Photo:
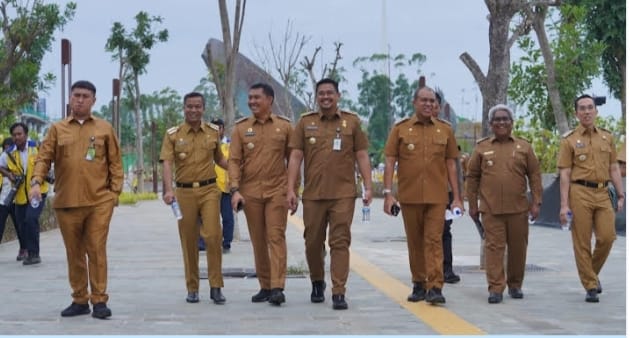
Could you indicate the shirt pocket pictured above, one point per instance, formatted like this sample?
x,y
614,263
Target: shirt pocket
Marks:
x,y
65,146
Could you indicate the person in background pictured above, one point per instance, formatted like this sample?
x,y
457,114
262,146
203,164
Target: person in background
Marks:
x,y
588,163
8,209
258,181
447,238
331,142
89,177
19,161
424,147
193,148
499,171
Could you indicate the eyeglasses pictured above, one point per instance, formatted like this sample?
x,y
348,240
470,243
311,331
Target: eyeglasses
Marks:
x,y
501,119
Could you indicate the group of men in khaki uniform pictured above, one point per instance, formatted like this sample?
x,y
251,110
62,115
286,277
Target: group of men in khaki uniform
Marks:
x,y
266,155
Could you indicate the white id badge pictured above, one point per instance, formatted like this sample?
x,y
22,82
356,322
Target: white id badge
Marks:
x,y
337,144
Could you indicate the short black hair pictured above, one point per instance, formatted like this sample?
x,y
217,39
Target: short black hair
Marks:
x,y
583,96
195,94
329,81
19,124
85,85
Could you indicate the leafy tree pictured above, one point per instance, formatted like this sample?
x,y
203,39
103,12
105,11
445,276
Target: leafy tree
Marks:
x,y
27,34
380,100
574,59
132,52
606,23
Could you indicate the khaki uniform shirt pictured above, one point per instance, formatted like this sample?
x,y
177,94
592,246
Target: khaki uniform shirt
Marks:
x,y
588,153
192,152
258,156
421,150
88,162
498,173
329,173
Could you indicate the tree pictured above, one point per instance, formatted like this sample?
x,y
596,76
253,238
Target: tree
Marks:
x,y
381,101
606,23
494,84
26,37
225,78
283,57
569,63
131,50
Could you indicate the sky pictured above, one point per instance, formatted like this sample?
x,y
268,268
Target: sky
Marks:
x,y
441,30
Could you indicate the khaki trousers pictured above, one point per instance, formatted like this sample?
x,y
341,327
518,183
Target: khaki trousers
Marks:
x,y
511,230
592,213
336,215
267,224
204,202
424,225
84,231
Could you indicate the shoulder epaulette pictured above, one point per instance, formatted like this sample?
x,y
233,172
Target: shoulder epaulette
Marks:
x,y
444,121
565,135
401,121
483,139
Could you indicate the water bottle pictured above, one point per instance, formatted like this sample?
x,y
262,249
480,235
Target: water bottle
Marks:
x,y
366,214
567,226
452,214
177,212
35,202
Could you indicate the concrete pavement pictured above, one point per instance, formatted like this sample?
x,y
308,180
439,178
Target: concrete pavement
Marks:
x,y
147,289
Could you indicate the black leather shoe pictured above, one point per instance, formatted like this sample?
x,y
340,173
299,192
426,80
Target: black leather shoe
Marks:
x,y
32,259
591,296
495,298
434,296
317,295
217,296
261,296
277,297
516,293
101,311
451,278
417,294
339,302
75,310
192,297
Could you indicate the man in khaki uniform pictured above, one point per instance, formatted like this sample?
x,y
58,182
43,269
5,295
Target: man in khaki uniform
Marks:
x,y
499,170
426,151
194,147
89,178
258,179
330,141
587,163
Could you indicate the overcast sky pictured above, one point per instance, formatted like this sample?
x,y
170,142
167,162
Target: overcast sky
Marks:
x,y
441,30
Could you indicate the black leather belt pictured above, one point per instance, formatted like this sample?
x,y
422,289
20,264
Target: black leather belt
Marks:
x,y
589,184
195,184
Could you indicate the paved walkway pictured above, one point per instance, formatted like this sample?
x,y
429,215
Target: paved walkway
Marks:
x,y
147,287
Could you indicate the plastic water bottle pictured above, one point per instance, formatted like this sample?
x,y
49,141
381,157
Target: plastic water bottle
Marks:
x,y
452,214
365,211
177,212
567,226
35,202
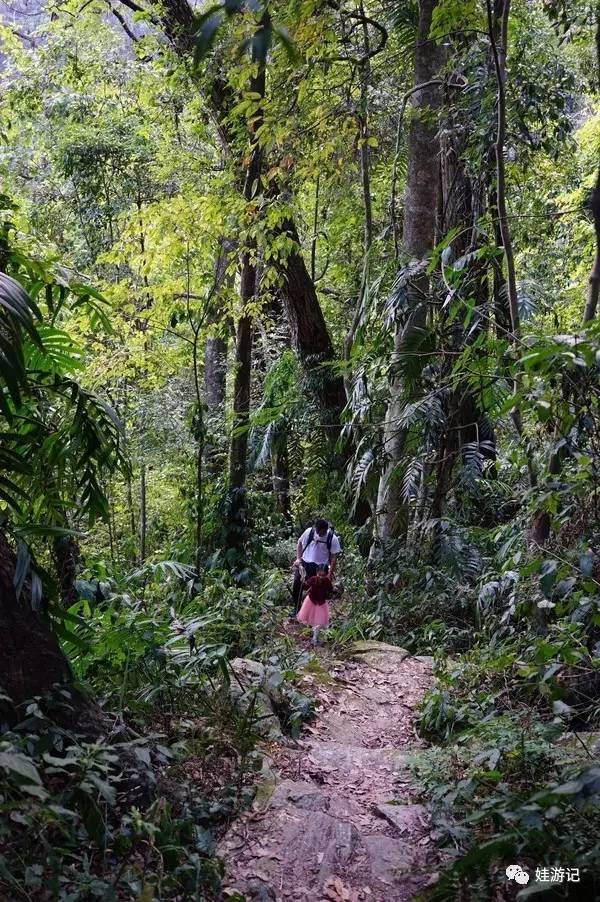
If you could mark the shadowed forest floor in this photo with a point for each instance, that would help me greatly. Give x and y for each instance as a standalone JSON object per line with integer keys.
{"x": 334, "y": 819}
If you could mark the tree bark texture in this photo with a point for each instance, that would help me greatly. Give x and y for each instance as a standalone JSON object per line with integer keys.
{"x": 66, "y": 561}
{"x": 310, "y": 336}
{"x": 215, "y": 352}
{"x": 32, "y": 660}
{"x": 236, "y": 508}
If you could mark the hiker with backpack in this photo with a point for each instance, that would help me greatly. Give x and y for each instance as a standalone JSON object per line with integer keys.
{"x": 317, "y": 546}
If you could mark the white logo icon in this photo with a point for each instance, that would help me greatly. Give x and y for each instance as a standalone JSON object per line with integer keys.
{"x": 515, "y": 872}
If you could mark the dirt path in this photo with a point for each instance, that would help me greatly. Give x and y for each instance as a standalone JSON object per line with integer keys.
{"x": 334, "y": 818}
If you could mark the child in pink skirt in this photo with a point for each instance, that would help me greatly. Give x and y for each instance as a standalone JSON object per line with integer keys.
{"x": 315, "y": 610}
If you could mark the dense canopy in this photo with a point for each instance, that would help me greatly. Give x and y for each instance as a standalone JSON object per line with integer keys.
{"x": 266, "y": 261}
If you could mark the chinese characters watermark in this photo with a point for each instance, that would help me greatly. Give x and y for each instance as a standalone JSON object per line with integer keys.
{"x": 543, "y": 875}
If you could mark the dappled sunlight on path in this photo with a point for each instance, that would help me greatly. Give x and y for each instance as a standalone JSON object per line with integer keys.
{"x": 334, "y": 819}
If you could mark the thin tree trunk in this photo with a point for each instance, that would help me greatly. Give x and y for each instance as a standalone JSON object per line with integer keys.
{"x": 281, "y": 476}
{"x": 66, "y": 560}
{"x": 421, "y": 204}
{"x": 215, "y": 353}
{"x": 591, "y": 306}
{"x": 499, "y": 55}
{"x": 310, "y": 337}
{"x": 236, "y": 509}
{"x": 143, "y": 525}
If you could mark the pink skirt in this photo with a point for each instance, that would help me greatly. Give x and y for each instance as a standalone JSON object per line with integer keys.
{"x": 313, "y": 614}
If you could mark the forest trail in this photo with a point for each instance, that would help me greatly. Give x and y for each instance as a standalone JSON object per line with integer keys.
{"x": 333, "y": 818}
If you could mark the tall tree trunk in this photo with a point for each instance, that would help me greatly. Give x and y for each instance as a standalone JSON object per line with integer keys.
{"x": 311, "y": 337}
{"x": 236, "y": 507}
{"x": 66, "y": 560}
{"x": 31, "y": 661}
{"x": 281, "y": 475}
{"x": 143, "y": 521}
{"x": 215, "y": 352}
{"x": 421, "y": 204}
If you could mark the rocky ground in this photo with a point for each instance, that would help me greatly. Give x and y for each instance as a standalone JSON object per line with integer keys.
{"x": 334, "y": 819}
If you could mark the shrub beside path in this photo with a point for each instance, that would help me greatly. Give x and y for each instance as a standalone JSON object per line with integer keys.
{"x": 334, "y": 819}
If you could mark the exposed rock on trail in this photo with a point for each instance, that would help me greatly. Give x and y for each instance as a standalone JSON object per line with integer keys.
{"x": 333, "y": 819}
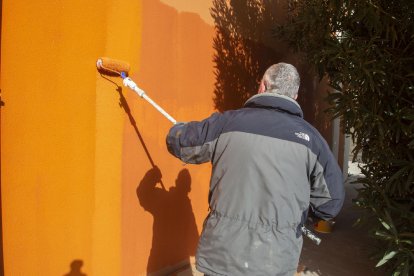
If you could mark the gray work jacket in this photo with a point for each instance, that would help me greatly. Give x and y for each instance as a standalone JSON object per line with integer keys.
{"x": 269, "y": 167}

· · ·

_Prompt:_ Extract, exactly as written, the span of lines from the one holding "If you could mark the thin" through the last line, inclusive. Skip any picture.

_Full output:_
If you could mark the thin tree trunk in this photo with a point for each instance, that would help me greatly. Give x and y for each instance as a standalone JSON object per line with integer keys.
{"x": 281, "y": 476}
{"x": 66, "y": 560}
{"x": 421, "y": 204}
{"x": 215, "y": 353}
{"x": 591, "y": 306}
{"x": 499, "y": 55}
{"x": 310, "y": 337}
{"x": 236, "y": 509}
{"x": 143, "y": 525}
If you could mark the pink skirt in this photo with a point for each instance, that would help me greatly. Give x and y for each instance as a standalone JSON object per line with integer keys.
{"x": 313, "y": 614}
If you could mark the forest trail in this photo with a point for each instance, that would help me greatly. Give x and y for each instance as a standalone JSON object per line with integer keys.
{"x": 333, "y": 818}
If you could mark the tall tree trunk in this photo with a point for each instance, that would help me greatly. Give x and y for each instance as a standalone JSON object per line with integer keys.
{"x": 311, "y": 337}
{"x": 236, "y": 507}
{"x": 66, "y": 560}
{"x": 31, "y": 661}
{"x": 281, "y": 475}
{"x": 143, "y": 521}
{"x": 215, "y": 352}
{"x": 421, "y": 204}
If you could mark the rocky ground in this photo with a point for each instance, that would help me greatly. Give x and y for each instance as a standalone JSON object per line with integer keys.
{"x": 334, "y": 819}
If you could mark the shrub beside path in this photo with a point for each instance, that would help me greatly. Give x and y for each instance as a standalone JSON object per line with integer keys.
{"x": 334, "y": 819}
If you could mark the exposed rock on trail in this photo with a point for each instance, that would help me greatly. Give x and y for each instance as a standalone JSON object per line with integer keys.
{"x": 333, "y": 819}
If you could mark the gray work jacket in this photo with a point for each instance, that would help me greatly. Give x and y for each instance as a standalone JSON object per line with integer keys.
{"x": 269, "y": 167}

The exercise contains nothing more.